Entries shown:
━━━━━━━━━━━━━━━━

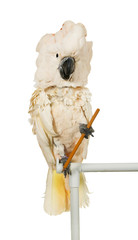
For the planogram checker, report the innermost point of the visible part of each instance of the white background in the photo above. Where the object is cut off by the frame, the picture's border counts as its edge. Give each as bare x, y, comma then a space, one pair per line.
113, 28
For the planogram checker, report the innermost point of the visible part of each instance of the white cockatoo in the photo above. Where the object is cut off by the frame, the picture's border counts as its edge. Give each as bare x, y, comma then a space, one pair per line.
60, 103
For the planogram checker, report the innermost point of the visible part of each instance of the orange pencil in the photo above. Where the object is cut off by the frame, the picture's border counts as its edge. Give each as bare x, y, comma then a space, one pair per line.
80, 139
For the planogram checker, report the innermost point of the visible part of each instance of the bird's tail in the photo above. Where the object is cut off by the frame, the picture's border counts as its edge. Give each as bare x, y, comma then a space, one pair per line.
57, 195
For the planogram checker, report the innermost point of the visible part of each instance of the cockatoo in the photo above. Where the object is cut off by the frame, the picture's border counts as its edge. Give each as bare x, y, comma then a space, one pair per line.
60, 108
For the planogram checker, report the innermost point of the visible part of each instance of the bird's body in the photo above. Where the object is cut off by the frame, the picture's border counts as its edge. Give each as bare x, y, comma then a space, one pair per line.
56, 110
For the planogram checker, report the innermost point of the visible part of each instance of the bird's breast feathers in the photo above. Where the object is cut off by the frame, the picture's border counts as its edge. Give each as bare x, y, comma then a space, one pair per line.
68, 106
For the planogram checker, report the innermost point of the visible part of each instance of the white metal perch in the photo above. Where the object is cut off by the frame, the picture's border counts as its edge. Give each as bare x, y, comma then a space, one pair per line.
74, 182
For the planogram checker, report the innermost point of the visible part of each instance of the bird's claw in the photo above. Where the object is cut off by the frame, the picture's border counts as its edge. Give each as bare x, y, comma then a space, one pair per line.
87, 131
67, 170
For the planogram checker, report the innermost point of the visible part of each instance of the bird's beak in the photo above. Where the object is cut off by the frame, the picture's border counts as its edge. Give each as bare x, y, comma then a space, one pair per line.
66, 67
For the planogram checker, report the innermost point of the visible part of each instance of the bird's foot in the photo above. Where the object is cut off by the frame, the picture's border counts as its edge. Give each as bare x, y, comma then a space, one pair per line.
67, 170
87, 131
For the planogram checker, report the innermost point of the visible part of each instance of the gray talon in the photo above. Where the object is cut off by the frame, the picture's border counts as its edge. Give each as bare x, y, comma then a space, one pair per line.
67, 170
87, 131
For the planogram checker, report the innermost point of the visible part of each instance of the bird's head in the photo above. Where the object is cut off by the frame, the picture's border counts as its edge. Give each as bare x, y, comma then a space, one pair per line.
64, 57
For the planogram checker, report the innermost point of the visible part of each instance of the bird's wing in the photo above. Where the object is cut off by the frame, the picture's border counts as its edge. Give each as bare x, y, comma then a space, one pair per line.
42, 121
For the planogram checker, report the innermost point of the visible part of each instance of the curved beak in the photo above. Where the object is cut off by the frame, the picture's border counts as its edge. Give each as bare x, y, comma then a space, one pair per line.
67, 67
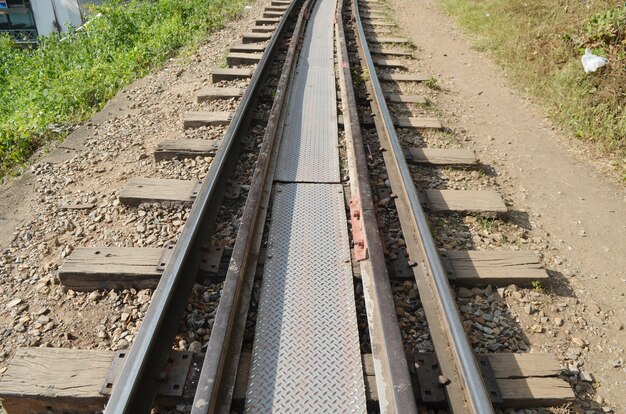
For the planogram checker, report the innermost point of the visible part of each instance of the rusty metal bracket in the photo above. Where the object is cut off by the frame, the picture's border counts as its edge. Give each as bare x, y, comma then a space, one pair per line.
490, 379
168, 249
233, 190
211, 259
358, 235
173, 378
427, 370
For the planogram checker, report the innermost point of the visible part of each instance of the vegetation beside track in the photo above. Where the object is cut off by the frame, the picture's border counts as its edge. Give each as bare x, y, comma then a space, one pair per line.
69, 77
540, 43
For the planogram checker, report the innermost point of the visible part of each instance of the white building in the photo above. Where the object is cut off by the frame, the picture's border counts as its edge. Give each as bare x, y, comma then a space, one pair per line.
27, 19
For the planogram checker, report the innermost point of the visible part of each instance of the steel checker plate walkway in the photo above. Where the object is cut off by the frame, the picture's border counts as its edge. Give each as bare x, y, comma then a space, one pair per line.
306, 355
308, 151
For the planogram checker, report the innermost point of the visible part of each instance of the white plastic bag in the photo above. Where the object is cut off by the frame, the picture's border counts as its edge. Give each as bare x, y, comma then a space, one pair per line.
591, 62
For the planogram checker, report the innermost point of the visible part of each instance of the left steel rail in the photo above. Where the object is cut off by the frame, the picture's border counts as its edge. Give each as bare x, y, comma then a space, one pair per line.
219, 369
144, 367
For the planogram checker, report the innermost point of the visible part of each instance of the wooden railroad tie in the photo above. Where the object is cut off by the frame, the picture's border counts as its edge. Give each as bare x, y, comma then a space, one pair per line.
280, 9
91, 268
397, 98
214, 94
272, 14
389, 52
230, 74
464, 158
402, 77
268, 21
196, 119
378, 23
185, 148
255, 37
417, 122
481, 201
390, 63
238, 58
471, 268
144, 190
377, 30
248, 48
264, 29
402, 122
71, 380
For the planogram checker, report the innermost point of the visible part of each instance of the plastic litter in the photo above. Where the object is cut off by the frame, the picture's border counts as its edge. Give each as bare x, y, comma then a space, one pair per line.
592, 62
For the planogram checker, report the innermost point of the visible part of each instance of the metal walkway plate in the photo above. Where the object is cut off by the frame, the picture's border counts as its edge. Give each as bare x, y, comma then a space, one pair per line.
306, 355
308, 151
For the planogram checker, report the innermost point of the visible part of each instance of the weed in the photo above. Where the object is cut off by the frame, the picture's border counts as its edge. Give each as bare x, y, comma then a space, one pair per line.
65, 80
365, 75
540, 43
432, 83
487, 223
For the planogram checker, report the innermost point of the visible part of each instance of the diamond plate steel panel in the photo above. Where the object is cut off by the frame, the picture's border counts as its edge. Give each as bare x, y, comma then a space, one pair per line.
306, 355
308, 151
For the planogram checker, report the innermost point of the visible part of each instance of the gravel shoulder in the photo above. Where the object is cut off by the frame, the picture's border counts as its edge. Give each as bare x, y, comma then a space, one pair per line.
556, 190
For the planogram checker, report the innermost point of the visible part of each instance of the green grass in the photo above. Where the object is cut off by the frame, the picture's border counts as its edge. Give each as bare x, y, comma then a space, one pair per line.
65, 80
540, 42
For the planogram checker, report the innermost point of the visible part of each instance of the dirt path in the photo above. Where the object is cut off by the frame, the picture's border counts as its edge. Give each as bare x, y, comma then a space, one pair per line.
564, 197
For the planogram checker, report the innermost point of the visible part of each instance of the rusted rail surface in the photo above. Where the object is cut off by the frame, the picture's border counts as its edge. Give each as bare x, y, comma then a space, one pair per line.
462, 377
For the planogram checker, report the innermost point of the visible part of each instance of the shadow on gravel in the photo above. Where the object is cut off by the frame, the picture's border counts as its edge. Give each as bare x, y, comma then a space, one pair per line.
559, 285
520, 218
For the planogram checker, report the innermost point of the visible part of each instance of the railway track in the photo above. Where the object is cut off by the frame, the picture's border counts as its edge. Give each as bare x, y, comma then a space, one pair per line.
309, 231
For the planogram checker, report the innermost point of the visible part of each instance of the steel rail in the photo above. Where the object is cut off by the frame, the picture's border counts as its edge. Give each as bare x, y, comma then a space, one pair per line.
435, 280
219, 369
143, 371
393, 381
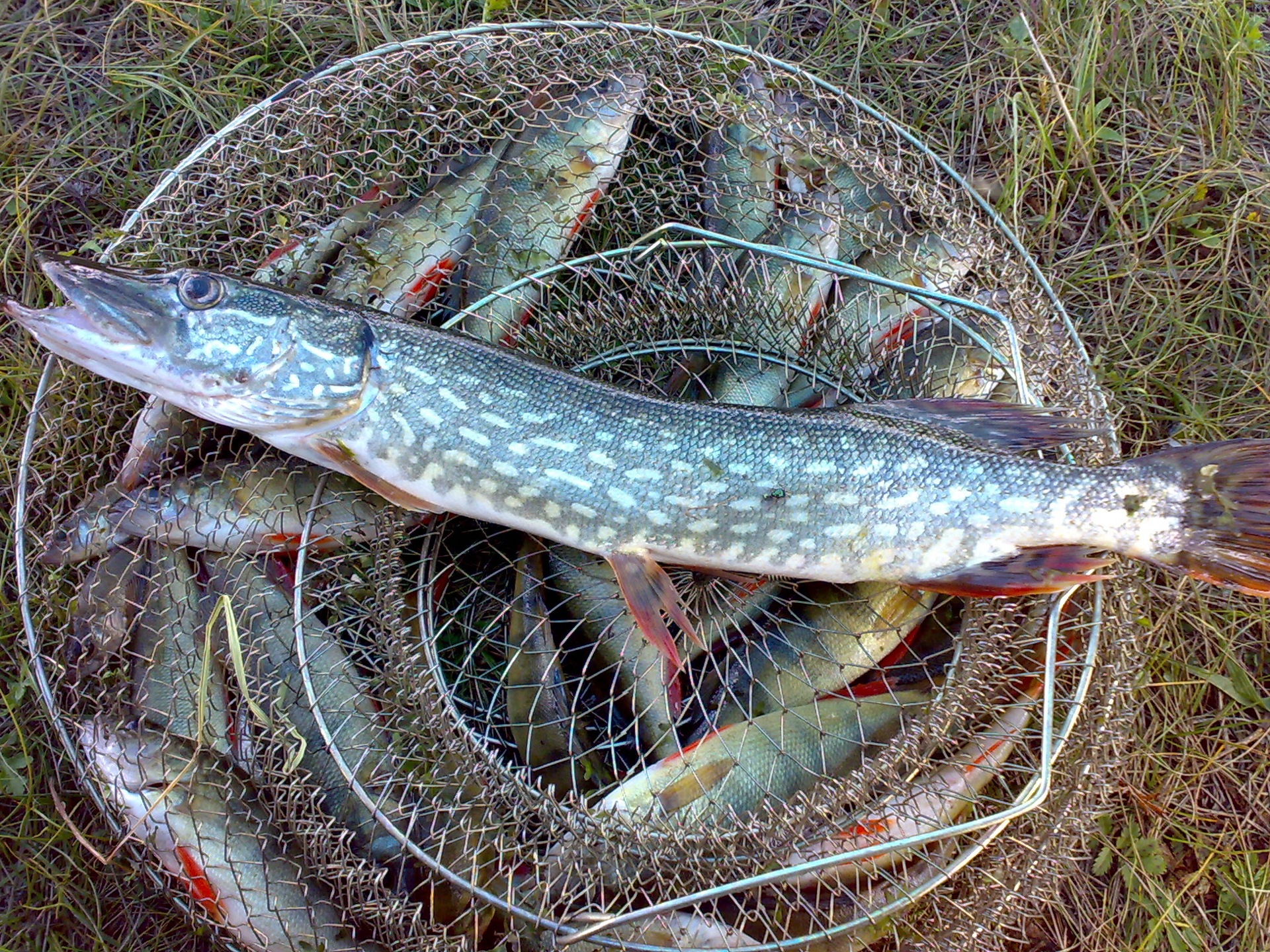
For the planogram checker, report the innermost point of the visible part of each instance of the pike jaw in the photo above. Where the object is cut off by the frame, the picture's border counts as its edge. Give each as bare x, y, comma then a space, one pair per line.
226, 349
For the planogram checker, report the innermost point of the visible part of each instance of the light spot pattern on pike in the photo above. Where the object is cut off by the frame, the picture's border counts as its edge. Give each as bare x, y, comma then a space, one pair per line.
925, 493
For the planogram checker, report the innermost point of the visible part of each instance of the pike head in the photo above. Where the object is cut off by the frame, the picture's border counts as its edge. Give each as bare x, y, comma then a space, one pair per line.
228, 349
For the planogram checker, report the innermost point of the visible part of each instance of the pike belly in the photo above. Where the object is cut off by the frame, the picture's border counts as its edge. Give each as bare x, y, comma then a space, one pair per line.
461, 427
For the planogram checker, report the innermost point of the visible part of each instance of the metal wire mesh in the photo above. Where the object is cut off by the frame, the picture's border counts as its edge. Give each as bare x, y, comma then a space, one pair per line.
427, 723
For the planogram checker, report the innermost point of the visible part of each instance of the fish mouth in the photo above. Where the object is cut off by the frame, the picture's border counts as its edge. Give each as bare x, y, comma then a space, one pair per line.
114, 305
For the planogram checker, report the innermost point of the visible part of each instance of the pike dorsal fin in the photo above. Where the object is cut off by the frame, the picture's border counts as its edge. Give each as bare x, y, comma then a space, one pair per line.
980, 424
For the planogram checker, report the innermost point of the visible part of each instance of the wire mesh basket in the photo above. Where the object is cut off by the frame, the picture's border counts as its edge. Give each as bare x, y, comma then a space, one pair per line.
436, 728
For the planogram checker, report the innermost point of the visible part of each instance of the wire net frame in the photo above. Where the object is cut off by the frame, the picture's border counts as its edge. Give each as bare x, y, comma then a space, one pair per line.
553, 340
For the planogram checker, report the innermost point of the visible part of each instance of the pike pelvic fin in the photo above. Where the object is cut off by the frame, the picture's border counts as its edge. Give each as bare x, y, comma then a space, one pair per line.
1226, 528
1032, 571
650, 592
346, 462
984, 424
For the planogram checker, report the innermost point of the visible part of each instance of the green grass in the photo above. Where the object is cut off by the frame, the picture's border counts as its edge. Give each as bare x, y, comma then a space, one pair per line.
1128, 143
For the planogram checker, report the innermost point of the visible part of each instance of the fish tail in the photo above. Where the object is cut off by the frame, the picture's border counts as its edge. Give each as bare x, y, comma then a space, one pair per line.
1226, 527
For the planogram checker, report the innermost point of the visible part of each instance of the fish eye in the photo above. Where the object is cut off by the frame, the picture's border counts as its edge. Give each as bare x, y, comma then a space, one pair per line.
200, 291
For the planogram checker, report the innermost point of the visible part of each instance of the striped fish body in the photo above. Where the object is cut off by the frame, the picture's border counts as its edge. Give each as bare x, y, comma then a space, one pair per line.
204, 824
930, 494
736, 770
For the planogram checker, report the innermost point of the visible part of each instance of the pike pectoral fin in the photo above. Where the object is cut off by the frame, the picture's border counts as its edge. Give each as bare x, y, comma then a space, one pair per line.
1032, 571
648, 592
694, 785
1013, 428
343, 461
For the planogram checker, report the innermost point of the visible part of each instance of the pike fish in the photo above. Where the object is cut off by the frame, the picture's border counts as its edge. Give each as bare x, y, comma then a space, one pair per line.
225, 507
178, 687
738, 768
925, 493
545, 720
208, 832
417, 245
839, 635
544, 190
106, 608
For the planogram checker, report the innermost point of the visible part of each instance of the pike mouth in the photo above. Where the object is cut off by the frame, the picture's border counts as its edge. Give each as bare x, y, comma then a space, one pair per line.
114, 306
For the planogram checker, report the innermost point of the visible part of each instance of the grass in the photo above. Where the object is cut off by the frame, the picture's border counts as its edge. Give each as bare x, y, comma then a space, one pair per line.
1128, 143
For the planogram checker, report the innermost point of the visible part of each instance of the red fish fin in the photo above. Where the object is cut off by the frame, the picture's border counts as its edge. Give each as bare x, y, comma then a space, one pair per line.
1032, 571
201, 890
425, 287
347, 463
1010, 428
694, 785
1226, 528
277, 253
648, 592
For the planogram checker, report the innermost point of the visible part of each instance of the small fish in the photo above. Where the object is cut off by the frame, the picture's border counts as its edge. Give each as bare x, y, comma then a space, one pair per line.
544, 192
417, 245
741, 165
677, 930
546, 723
740, 768
934, 494
939, 362
161, 430
882, 320
931, 804
299, 263
208, 832
837, 635
106, 608
643, 676
225, 507
171, 686
269, 636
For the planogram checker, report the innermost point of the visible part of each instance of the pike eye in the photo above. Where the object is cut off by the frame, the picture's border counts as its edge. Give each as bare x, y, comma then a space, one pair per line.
200, 291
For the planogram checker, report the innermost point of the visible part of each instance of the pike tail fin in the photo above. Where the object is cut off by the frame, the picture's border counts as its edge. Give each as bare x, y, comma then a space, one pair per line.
1226, 530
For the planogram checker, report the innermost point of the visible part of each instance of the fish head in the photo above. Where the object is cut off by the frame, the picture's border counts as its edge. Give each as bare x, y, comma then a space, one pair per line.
226, 349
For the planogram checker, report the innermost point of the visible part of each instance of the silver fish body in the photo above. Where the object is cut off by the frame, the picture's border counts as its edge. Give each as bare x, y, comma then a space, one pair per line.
106, 608
920, 493
417, 245
738, 768
544, 192
839, 635
178, 686
226, 508
546, 723
207, 830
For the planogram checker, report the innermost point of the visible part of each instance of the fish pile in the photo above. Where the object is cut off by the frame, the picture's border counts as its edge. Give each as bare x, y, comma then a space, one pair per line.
719, 597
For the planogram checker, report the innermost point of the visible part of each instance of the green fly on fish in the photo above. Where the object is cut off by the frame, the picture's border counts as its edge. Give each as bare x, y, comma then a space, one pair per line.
837, 636
208, 832
544, 192
546, 723
226, 508
737, 770
925, 493
417, 245
106, 608
177, 687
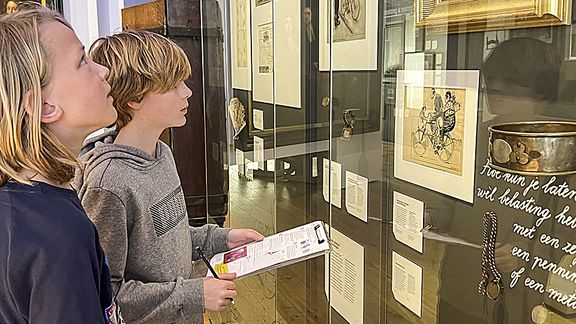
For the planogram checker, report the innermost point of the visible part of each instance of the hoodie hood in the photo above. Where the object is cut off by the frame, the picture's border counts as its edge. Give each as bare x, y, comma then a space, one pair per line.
101, 148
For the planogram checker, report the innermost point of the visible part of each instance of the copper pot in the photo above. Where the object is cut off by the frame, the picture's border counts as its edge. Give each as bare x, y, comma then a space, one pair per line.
533, 148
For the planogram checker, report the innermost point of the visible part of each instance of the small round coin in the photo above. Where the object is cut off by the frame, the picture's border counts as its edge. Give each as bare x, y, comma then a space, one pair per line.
493, 290
501, 151
539, 314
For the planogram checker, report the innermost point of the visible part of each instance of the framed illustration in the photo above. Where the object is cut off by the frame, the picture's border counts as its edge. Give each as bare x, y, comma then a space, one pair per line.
276, 59
354, 35
241, 39
436, 130
459, 16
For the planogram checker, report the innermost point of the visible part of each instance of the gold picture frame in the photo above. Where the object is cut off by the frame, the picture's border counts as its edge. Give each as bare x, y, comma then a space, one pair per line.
462, 16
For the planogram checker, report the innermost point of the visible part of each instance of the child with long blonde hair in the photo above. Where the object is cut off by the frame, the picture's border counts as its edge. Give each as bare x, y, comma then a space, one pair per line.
52, 268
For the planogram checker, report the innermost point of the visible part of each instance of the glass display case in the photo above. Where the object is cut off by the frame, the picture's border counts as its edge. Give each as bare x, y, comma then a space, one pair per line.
436, 139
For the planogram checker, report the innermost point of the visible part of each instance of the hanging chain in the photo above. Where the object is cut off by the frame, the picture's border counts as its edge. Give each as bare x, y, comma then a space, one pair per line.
488, 252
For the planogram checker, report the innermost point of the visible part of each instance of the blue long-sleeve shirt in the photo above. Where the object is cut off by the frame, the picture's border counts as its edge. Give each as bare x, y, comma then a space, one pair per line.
52, 269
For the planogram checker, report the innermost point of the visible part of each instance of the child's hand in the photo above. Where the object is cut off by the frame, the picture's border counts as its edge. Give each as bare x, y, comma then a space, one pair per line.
237, 237
218, 293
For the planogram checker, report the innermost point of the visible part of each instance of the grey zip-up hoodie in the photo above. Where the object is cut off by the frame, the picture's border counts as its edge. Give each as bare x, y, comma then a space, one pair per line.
137, 204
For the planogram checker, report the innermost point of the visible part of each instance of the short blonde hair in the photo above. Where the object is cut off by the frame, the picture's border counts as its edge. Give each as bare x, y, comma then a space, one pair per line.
25, 67
139, 62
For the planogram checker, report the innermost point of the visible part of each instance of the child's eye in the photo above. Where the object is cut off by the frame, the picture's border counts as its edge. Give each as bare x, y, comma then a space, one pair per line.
83, 61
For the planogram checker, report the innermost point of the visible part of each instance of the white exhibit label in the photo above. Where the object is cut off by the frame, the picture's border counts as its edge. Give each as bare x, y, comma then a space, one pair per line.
250, 167
346, 279
314, 167
258, 119
259, 151
240, 161
331, 189
407, 220
407, 283
357, 195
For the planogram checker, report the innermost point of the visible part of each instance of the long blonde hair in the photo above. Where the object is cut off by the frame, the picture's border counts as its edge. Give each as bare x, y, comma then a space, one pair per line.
25, 143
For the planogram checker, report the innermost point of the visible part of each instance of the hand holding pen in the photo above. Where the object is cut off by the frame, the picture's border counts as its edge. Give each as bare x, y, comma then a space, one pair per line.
219, 292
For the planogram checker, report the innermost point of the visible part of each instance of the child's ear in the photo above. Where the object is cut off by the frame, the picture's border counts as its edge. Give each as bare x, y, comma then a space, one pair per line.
135, 105
49, 114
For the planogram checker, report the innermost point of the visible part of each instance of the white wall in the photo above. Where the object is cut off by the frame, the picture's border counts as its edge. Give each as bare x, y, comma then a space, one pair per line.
93, 18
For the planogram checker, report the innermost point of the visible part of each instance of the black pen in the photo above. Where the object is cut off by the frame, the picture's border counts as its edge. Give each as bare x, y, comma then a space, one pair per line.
214, 274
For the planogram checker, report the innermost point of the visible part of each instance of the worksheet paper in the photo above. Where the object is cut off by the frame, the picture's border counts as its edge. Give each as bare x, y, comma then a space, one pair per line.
275, 251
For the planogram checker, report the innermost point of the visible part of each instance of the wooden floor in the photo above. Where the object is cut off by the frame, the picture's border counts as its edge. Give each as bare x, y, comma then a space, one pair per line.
294, 294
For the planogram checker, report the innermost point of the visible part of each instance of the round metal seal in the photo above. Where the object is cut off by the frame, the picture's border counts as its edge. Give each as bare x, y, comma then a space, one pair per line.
501, 151
493, 290
539, 314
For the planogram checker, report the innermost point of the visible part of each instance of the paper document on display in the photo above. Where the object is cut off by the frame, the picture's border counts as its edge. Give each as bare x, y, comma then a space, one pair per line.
275, 251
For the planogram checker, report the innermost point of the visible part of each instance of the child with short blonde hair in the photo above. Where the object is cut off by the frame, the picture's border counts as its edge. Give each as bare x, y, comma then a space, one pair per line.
52, 269
132, 191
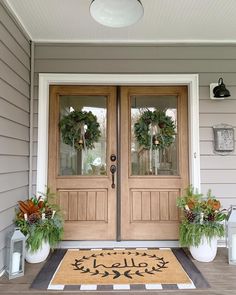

━━━━━━━━━━━━━━━━

What is expected:
Find every line in the records above that contains the word "hand", and copy each of those lines in full.

Solution:
For the planogram checker, report the innermost point of the visible part of each instance of the child's hand in the photo above. Where the object is cut off by the frame, the picture's border counts as its edge. Give each as bare x, y, comma then a space, one pair per line.
For the planogram checker, report the innermost point of the visible part of each instance of the hand holding pen in the photo above. Where the object is cut off by the frame, the picture's border counts as its edge. Give each as bare x, y, comma then a space, one pair per line.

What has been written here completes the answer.